• **Given exercise**
Turn every line of the material below into a JSON list of strings, one string per line, and skip any blank lines.

• **Excerpts from a dataset on pointing at objects**
----------------------------------------

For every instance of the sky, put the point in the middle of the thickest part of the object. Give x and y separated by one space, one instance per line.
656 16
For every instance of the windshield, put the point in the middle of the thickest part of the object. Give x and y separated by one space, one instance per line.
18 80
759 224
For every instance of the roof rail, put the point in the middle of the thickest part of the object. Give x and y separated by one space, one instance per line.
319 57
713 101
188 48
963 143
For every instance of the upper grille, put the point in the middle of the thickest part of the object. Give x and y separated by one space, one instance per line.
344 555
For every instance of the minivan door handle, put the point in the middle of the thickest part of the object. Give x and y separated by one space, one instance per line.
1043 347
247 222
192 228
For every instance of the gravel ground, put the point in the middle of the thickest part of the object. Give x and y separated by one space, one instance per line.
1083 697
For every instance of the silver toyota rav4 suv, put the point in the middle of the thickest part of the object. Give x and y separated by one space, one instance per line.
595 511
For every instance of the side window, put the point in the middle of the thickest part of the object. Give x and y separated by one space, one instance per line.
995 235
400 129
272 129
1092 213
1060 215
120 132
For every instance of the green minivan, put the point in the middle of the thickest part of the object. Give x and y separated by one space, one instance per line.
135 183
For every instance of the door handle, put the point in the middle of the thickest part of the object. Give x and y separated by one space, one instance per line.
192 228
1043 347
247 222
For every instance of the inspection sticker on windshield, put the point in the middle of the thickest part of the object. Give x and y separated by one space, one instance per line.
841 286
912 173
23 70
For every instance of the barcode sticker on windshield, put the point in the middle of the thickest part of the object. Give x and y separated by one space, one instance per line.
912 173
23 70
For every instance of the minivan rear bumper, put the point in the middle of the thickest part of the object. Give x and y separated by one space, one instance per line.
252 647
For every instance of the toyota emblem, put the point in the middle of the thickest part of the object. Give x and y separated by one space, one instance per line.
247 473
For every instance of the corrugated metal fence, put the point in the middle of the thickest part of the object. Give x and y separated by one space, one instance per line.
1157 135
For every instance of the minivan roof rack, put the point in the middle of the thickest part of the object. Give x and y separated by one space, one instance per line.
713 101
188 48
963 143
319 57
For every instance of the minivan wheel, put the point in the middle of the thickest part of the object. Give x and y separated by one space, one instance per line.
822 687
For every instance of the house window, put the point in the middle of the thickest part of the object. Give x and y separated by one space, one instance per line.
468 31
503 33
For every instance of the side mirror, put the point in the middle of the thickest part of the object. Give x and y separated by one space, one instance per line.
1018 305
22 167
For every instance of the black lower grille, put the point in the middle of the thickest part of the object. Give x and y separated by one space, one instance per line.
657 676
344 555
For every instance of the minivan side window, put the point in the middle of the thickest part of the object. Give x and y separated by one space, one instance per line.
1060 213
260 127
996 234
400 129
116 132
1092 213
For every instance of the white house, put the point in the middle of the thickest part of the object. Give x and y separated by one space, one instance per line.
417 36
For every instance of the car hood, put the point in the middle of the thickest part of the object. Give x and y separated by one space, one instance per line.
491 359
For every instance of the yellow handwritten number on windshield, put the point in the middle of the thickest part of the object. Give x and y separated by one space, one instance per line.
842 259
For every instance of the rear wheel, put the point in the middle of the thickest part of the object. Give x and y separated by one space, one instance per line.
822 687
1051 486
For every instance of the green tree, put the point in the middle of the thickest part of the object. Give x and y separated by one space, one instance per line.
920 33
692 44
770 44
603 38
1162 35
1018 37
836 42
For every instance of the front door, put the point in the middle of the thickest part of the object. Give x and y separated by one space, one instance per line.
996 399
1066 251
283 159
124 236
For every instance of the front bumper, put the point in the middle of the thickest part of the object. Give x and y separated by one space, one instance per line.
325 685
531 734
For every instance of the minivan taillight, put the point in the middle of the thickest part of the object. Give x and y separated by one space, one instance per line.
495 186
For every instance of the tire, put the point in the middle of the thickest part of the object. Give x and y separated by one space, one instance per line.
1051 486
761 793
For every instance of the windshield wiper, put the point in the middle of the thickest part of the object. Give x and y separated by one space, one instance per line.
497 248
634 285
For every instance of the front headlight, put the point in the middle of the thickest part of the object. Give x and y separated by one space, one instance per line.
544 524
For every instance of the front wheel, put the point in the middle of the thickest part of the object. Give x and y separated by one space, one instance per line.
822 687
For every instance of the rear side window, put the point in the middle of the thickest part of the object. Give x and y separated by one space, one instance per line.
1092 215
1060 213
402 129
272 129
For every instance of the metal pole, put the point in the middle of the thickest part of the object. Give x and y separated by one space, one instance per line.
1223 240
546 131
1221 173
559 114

----------------------------------------

• **Exercise result**
[
  "For every instance of the sky, put the point in the middle of the thickest part of the object. Give x and y separated by one space, one instance per line.",
  "656 16",
  "For every instance of the windshield, put the point in the middle of the thickest part of the object. Give x and y separated by one space, one instance per line.",
  "18 80",
  "759 224",
  "For every instance of the roof rail, put the point in the middle of the thickest part of the object. Give x and y separated by one space, one instance per line.",
  "319 57",
  "713 101",
  "188 48",
  "963 143",
  "For every instance of the upper grille, put the point in the middle of the thickest part of the object. Give x and y separated by one space, one instance per line.",
  "344 555",
  "For every instance of the minivan door handle, put the point in the middle of the thickest part of the object. Give x and y separated by one space, one instance per line.",
  "1043 347",
  "247 222",
  "192 228",
  "For every instance of the gravel ground, put the point in the middle of the thickest part of the object. Give x and y separated by one space, one instance per line.",
  "1083 697",
  "For every instance of the silver toyota rav4 suv, put the point in the middle of the thickest part of the object. Give x and y separated by one space, one instance per line.",
  "595 511",
  "For every instance of the side window, put the point in the middle of the thickest part of the object. Give x and y separated by one space, one instance per line.",
  "995 235",
  "400 129",
  "272 129",
  "1092 213",
  "1060 215",
  "120 132",
  "For every instance of the green minivan, put the point in the middle of the thickest part of the object. Give x and y separated by one space, one instance per line.",
  "135 183",
  "For every instance of the door handle, put the point in the middle of the thickest part of the object. Give x and y separated by one space, one instance per line.",
  "192 228",
  "1043 347",
  "247 222",
  "For every instance of the inspection sticker on windshield, put the point in the middle of the thickest part of the object. Give x and y separated by one space, one instance per line.",
  "841 286",
  "912 173",
  "23 70",
  "For every instance of the barcode sticker on windshield, put the point in the middle of the thickest part of the object. Give x and y separated by one space, one instance per line.",
  "912 173",
  "23 70",
  "For every instance of the minivan rear bumper, put the point in the middle of the thickest part of the object. Give x and y separated by one space, one instance per line.",
  "252 647",
  "For every instance of the toyota emblem, put the point in the middle of the thickest part of the object. Give x and y separated by one space, one instance per line.",
  "247 473",
  "For every instance of the corrugated metal fence, put the point in the middle of the thickest part of the object. Give x and y separated by one space, one instance per line.",
  "1157 135",
  "For every instance of the minivan roof rack, put the point in the middle of the thickest part of the object. Give x and y separated by one space, one instance per line.",
  "713 101",
  "188 48",
  "963 143",
  "319 57",
  "For every instance of the minivan wheel, put the point in the middle of the thickest part of the object. Give x and y separated by one space, one instance per line.",
  "822 687",
  "For every instance of the house window, put the point in the middle of the thickest part of the object. Give x and y separated by one space, one instance per line.",
  "468 31",
  "503 33",
  "For every instance of the side mirror, put the point in the middle of the thickest part of the object. Give x and y separated by one space, one instance per line.",
  "1018 305",
  "22 167",
  "For every instance of the black lower grille, put the point in the middle of the thickest part of the object. Give x and y separated by one space, one instance per line.",
  "657 676",
  "344 555",
  "For every instance of the minivan side window, put the point in the middle of the thickest part of the object. Give x and y separated by one space, one instance per line.",
  "1060 213",
  "260 127",
  "996 234",
  "400 129",
  "116 132",
  "1092 213",
  "For every instance of the white house, put the point in the middle of the thickest part of the object. Give x and y separated by one space, one instance per line.",
  "417 36",
  "For every instance of the car hood, put the point in the middle of the thickest part of the object. Give x and y separated by one space, one instance per line.",
  "491 359",
  "For every instance of the yellow handwritten number on windshield, put the point in the middle of the thickest part of the object. Give x and y separated by one space, one instance per line.",
  "842 259",
  "For every instance of the rear wheel, put the point in the middle of the thickest part of the object. Give x and y separated by one space, one instance per line.",
  "822 687",
  "1051 486",
  "For every instance of the green tree, put the point in the middle of the thickest part of the object. Give x and y separated by one space, one instance per line.",
  "920 33",
  "692 44",
  "770 44",
  "603 38",
  "1162 35",
  "1018 37",
  "836 42",
  "For every instance of the front door, put the point in the middle of the thickest part of the object. Give x and y separated by one space, one instance per line.",
  "996 399",
  "1066 251",
  "283 159",
  "124 236",
  "For every instance of the front bumper, put the point in the middle of the thickest part of the object. Give x and y separated by one space, one instance per line.",
  "325 685",
  "531 734",
  "For every instance of the minivan taillight, put the point in the middle of the thickest part of the object. Give x and y separated by one space, one instance per line.",
  "495 186",
  "For every instance of the tire, put the point in the middle of the thickest part of the object. Give x and y separated by one space, one instance per line.",
  "1051 486",
  "761 793",
  "For every instance of the windshield wiper, put the point in the middle of the thickest part of the object. Give x and y separated by one space, one instance per line.",
  "497 248",
  "634 285",
  "For every instance of the front headlight, put the point in the middle of the thickest part of the object. Give x and y separated by one space, one instance per line.",
  "544 524",
  "For every instance of the front wheel, put the point in the middle of the thickest part of the object. Give x and y separated by one space, one instance per line.",
  "822 687",
  "For every instance of the rear side window, put the point in the middle of the thickest part of the object. Give x and y separated by one space, one instance per line.",
  "1092 215",
  "1060 213",
  "402 129",
  "272 129",
  "For every instance of the metal pole, put the point in the middle of the thickest part of the object. Give x and y separated by one space, one instance per line.",
  "1223 240",
  "546 131",
  "1221 173",
  "559 114"
]